_PROBLEM DESCRIPTION_.
Edit the entries from their first line through the line containing "[(156, 391), (157, 437), (61, 417), (96, 406)]", replacing "innermost" with "outermost" and leaving everything else unchanged. Output only those lines.

_PROVIDED INFORMATION_.
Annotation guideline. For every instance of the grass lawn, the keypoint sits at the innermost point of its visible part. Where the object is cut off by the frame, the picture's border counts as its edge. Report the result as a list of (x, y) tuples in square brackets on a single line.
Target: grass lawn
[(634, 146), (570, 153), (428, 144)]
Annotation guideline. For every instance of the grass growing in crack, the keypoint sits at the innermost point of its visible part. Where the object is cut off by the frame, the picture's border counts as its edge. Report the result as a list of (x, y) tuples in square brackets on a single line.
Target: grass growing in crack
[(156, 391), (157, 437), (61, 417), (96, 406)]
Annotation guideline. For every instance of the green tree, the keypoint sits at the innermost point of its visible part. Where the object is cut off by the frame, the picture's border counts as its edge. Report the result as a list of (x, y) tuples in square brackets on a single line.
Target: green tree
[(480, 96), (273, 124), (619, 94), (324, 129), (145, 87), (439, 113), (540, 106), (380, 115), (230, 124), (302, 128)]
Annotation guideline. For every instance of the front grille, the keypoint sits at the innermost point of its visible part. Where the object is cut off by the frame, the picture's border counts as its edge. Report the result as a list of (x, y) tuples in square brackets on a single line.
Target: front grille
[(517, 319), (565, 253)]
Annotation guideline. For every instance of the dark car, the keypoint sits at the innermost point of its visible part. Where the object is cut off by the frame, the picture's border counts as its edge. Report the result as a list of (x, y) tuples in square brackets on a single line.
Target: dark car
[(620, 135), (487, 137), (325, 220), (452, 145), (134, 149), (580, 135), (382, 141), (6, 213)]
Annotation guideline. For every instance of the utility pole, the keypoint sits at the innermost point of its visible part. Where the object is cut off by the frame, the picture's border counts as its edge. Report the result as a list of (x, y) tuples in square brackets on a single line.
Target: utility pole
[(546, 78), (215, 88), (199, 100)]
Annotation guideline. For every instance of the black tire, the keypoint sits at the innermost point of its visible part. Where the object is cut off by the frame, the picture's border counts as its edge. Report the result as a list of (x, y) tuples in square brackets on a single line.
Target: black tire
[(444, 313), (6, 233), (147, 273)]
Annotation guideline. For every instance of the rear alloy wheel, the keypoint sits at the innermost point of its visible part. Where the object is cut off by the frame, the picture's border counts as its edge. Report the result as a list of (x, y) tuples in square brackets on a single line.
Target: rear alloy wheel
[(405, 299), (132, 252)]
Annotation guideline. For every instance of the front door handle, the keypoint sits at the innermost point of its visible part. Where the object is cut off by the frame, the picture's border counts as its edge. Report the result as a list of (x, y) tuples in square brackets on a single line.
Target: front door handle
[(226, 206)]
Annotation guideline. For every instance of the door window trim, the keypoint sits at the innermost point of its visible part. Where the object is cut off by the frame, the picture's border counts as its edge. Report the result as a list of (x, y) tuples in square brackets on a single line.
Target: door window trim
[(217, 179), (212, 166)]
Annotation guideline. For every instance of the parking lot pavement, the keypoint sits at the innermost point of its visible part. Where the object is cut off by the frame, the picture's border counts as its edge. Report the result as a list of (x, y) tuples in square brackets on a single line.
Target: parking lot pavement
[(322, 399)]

_THE COMPLETED TASK_.
Annotation guideline. For every instance of the grass lawn, the keypoint sits at the outermost point of its visible part. Where the object is cut off by the frame, the picture's border counts as its edge. Report the result as a list of (x, y) tuples in square brackets on a single line.
Target: grass lawn
[(634, 146), (570, 153), (428, 144)]
Annotation guideline. For every instance of the grass growing in crack, the keypoint sits at the outermost point of its visible part. Where the object is cut off by the frame, the picture's border counts as its edge. Report the result as a list of (x, y) tuples in square brackets on a single line.
Target: grass growing in crack
[(156, 391), (157, 437), (61, 417), (96, 406)]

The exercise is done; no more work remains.